▶ [PROBLEM DETAILS]: In the records below, begin at the line that has "Query: carpeted floor" and stop after the line that has "<point>328,116</point>"; quote those lines verbatim and nothing more.

▶ [EXERCISE DATA]:
__________________________________________________

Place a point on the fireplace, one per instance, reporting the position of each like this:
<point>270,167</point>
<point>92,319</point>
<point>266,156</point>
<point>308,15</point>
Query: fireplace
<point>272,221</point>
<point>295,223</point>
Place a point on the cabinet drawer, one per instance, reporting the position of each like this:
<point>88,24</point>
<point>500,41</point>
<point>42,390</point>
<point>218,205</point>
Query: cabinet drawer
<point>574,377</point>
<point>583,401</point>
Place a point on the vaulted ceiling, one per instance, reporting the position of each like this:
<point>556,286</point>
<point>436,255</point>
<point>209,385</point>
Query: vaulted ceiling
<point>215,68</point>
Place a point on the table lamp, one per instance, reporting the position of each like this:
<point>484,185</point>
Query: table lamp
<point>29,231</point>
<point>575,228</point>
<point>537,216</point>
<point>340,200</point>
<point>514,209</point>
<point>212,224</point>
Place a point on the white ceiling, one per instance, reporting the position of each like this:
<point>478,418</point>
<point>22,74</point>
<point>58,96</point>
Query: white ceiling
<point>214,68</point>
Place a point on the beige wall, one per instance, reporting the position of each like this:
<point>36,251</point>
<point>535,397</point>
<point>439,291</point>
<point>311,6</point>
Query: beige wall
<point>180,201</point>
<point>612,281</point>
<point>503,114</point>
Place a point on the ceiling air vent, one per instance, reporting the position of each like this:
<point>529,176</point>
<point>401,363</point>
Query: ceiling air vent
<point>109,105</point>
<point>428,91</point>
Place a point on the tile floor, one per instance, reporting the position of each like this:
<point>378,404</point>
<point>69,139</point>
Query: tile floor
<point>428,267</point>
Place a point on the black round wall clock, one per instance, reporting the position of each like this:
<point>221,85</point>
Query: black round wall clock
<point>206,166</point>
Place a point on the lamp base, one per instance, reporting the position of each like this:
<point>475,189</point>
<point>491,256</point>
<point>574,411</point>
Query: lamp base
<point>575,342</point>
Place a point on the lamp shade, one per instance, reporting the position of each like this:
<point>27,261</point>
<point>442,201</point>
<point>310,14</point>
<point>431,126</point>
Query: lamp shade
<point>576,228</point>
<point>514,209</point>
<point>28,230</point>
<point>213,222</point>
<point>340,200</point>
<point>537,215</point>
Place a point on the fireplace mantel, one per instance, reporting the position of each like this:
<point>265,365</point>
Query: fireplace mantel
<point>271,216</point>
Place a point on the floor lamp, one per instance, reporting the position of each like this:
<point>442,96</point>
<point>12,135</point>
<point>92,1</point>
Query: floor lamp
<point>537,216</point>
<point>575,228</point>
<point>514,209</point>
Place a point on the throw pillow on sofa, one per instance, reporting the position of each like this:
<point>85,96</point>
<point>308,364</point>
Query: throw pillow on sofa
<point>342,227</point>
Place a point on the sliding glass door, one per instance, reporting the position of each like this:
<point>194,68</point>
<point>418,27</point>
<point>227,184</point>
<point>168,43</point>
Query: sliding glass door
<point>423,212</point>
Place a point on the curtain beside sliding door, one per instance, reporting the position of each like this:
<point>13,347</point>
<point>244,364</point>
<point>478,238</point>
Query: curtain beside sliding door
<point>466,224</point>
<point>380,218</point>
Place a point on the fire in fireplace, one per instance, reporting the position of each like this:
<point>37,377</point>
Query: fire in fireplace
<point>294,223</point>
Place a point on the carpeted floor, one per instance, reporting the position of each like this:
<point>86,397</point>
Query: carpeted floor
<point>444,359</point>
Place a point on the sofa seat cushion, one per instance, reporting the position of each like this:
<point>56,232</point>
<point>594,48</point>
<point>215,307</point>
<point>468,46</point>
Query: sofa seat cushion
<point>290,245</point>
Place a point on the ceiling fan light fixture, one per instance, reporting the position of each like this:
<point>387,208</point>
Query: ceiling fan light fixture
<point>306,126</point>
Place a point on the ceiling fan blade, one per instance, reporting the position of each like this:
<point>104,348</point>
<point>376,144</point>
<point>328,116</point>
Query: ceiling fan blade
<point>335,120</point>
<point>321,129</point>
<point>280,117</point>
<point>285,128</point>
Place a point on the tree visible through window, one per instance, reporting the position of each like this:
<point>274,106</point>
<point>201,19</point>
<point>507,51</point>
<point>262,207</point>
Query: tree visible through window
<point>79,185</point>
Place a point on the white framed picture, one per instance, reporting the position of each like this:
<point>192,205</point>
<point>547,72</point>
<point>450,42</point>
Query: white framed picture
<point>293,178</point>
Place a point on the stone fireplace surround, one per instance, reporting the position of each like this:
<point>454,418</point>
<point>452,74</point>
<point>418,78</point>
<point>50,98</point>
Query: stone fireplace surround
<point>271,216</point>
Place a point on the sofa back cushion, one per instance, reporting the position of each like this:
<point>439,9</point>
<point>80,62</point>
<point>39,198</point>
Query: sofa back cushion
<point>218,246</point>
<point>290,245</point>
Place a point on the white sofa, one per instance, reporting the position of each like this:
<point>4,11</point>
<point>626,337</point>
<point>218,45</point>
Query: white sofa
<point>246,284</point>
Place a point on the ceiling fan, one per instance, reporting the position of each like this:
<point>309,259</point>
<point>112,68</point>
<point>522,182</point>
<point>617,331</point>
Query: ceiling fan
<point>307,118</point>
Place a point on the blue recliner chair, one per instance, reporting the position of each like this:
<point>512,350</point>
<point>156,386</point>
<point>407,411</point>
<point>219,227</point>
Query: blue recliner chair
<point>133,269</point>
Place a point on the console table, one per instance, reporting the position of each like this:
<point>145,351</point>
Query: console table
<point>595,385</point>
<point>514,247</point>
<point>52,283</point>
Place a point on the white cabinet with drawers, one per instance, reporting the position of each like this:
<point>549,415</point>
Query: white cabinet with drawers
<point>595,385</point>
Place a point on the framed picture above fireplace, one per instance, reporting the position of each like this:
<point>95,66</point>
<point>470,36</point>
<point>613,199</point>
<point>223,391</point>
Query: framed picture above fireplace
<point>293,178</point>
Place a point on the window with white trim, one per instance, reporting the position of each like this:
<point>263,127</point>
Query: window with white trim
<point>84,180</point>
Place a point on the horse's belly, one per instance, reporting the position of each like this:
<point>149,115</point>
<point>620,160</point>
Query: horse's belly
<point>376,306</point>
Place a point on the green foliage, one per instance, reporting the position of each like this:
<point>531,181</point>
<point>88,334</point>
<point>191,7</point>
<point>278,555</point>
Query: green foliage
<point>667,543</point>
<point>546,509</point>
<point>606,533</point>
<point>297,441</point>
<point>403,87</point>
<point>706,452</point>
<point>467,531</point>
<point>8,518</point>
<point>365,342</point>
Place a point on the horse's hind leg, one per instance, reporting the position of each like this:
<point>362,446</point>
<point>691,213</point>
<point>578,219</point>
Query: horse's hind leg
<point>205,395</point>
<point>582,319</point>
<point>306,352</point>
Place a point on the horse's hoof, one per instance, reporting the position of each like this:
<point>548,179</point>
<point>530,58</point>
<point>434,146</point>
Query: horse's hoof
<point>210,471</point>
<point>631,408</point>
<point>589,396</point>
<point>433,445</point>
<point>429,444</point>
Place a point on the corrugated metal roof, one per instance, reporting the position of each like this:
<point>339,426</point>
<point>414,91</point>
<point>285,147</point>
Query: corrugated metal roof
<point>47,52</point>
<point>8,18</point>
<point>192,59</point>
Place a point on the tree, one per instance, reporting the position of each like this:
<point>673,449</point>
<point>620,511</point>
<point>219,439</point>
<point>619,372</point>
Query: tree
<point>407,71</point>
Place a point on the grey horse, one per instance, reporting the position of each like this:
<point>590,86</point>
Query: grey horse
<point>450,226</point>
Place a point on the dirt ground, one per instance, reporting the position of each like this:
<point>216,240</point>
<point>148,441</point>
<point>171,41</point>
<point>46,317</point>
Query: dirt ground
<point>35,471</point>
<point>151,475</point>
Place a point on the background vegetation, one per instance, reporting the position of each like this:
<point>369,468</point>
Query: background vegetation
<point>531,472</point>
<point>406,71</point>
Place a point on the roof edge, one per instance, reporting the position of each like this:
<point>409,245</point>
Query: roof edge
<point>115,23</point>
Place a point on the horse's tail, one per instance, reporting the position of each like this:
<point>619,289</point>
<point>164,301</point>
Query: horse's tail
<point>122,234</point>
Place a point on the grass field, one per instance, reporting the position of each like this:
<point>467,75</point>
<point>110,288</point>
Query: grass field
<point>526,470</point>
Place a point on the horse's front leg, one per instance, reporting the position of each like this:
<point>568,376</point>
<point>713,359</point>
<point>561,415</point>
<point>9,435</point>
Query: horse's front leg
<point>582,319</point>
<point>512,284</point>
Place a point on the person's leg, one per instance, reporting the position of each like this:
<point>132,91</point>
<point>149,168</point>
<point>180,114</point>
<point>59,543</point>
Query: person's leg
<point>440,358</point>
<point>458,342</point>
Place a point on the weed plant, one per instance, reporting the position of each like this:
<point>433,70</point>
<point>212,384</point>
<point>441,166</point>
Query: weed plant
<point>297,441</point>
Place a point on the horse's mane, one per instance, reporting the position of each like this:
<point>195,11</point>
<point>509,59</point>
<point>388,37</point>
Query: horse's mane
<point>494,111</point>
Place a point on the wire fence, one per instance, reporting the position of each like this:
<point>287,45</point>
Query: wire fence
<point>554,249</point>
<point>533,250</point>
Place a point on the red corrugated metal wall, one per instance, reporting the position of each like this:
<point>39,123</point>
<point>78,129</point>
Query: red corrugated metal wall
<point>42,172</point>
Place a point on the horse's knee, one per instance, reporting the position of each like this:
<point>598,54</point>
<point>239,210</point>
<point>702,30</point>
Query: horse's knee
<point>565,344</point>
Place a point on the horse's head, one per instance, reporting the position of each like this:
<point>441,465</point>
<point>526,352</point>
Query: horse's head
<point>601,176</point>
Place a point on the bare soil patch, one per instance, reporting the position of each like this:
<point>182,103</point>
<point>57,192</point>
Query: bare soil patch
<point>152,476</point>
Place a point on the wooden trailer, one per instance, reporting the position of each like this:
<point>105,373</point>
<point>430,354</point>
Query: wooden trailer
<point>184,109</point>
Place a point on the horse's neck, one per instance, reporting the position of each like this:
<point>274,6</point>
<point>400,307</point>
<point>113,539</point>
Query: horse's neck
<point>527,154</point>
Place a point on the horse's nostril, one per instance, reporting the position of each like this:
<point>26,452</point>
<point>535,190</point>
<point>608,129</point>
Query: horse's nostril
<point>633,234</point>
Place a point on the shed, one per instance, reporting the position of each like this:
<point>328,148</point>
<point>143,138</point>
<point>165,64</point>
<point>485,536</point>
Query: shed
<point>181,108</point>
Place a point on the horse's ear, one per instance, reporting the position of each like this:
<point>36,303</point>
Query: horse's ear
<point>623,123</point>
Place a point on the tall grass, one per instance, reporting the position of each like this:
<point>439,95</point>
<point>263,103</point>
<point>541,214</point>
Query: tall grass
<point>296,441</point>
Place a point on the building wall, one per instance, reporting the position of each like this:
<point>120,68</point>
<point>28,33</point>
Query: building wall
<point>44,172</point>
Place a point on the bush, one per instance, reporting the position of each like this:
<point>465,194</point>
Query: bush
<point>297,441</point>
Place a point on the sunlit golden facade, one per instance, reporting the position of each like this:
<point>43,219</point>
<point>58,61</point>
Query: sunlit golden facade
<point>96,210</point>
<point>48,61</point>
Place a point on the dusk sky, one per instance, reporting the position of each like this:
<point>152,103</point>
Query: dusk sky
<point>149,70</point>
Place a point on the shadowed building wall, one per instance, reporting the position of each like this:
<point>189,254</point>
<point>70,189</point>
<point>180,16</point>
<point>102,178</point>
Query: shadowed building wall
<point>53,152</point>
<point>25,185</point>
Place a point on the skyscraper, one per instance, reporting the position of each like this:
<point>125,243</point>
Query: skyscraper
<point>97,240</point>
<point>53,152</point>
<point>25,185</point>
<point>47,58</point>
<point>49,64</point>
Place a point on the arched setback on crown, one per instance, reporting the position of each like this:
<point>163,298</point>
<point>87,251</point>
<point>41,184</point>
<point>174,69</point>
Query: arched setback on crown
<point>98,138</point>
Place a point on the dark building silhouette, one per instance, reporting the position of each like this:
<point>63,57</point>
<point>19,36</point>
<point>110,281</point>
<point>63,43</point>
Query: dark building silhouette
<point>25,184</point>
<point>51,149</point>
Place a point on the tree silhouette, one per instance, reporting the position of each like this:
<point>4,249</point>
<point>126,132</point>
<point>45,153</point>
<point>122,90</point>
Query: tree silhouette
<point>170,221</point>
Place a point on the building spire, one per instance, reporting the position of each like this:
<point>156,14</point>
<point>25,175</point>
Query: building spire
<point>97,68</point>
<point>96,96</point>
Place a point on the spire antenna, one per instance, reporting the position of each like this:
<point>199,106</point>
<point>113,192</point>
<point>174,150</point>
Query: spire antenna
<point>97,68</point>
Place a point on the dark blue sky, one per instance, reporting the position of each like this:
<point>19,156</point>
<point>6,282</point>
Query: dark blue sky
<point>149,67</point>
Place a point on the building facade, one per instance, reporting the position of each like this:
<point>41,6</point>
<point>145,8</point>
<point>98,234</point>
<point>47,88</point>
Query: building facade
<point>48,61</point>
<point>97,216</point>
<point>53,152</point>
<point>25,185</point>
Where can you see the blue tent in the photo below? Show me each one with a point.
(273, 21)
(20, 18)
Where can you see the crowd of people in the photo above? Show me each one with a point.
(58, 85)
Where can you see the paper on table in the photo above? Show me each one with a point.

__________________________________________________

▶ [SOLUTION FOR THIS PROBLEM]:
Query: carpeted floor
<point>444,359</point>
Place a point on the sofa seat cushion, one per instance, reporting the position of each like this:
<point>56,232</point>
<point>594,48</point>
<point>215,307</point>
<point>468,46</point>
Query: sofa seat cushion
<point>290,245</point>
Place a point on the ceiling fan light fixture, one per instance, reporting the position of each like this:
<point>387,208</point>
Query: ceiling fan light fixture
<point>306,126</point>
Place a point on the ceiling fan blade, one per instance, reporting the position of each like this:
<point>104,348</point>
<point>376,144</point>
<point>328,116</point>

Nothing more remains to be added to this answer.